## WHAT TO WORK ON
Reproduce every one of the rows below verbatim, leaving out the pictures.

[Coordinate annotation entries]

## start

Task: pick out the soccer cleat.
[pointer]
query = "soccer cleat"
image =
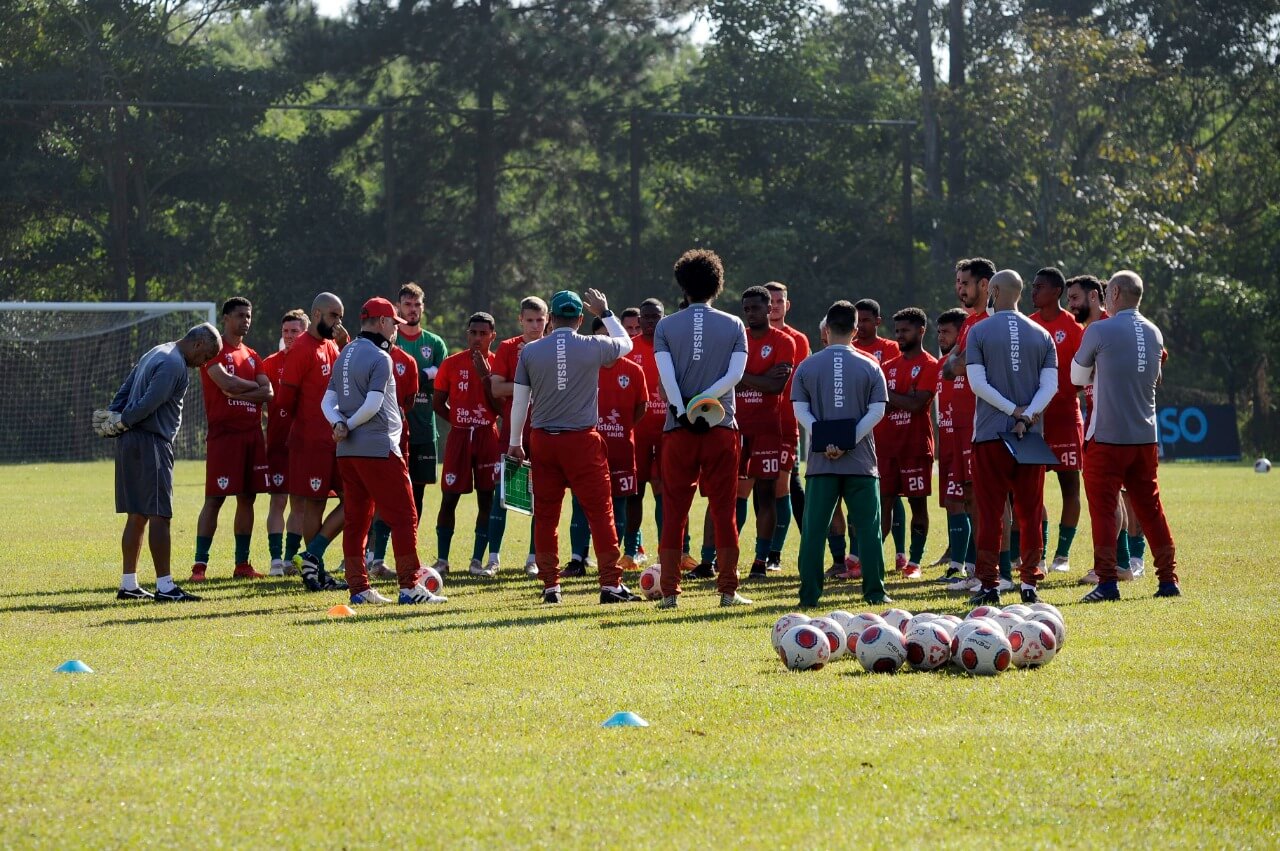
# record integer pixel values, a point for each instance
(487, 571)
(1104, 593)
(245, 571)
(378, 570)
(419, 594)
(176, 595)
(621, 595)
(369, 595)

## end

## TASK RESULT
Task: pick out the soccer cleat.
[pointer]
query = "soccer cleat"
image =
# record integer pixel values, a point for each instance
(487, 571)
(1104, 593)
(245, 571)
(378, 570)
(419, 594)
(176, 595)
(621, 595)
(369, 595)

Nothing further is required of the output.